Your instructions>
Output each line of the data below exactly, omitting any image.

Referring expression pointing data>
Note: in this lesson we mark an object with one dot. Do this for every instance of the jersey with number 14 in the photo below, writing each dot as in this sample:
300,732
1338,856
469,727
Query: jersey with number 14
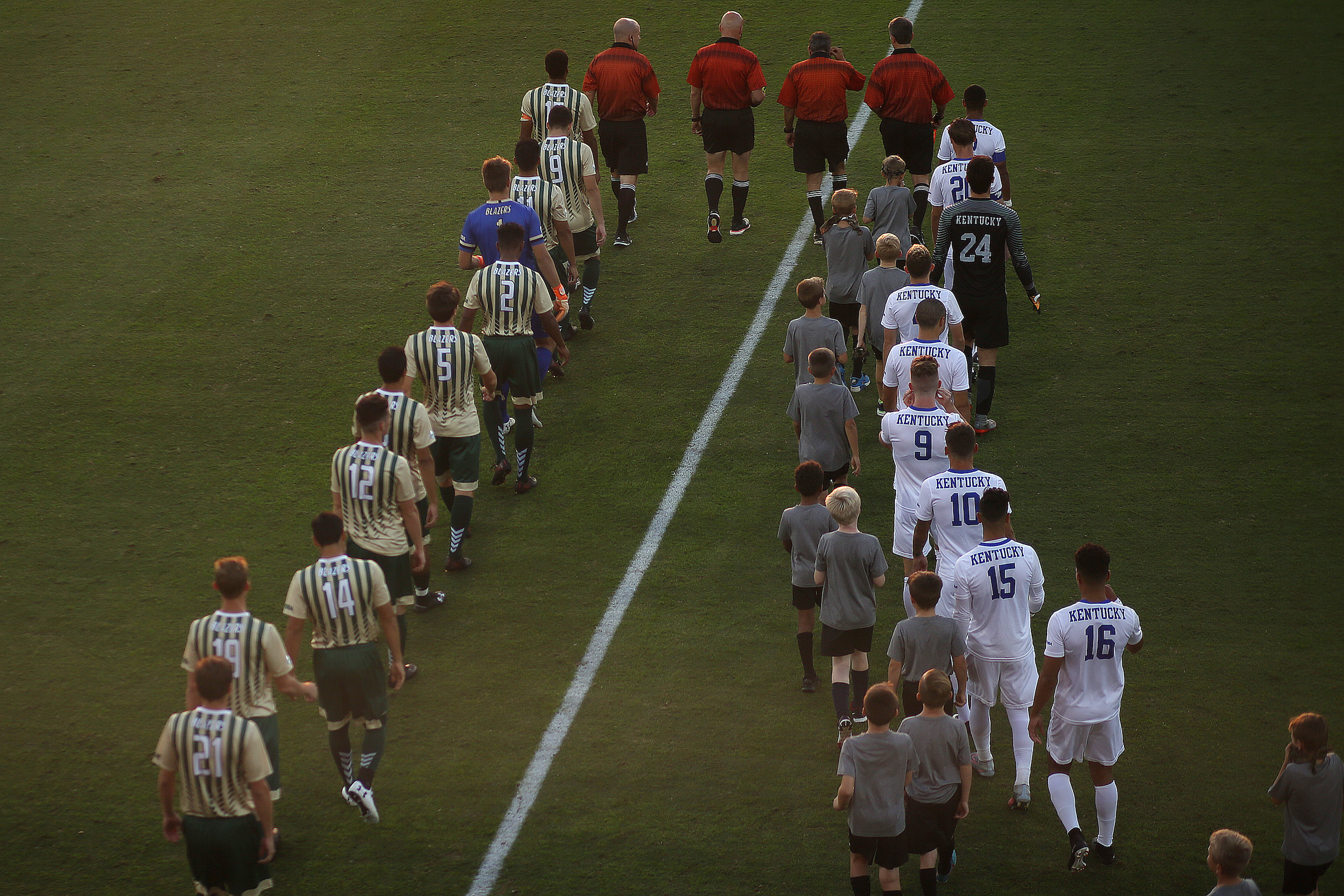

Response to the task>
Note: in this lesson we mark an object with one dot. Do this for every instance of the jersey with number 14 in the photo below, writing each dot as in this sample:
300,732
1338,856
469,727
Query: jersey with number 14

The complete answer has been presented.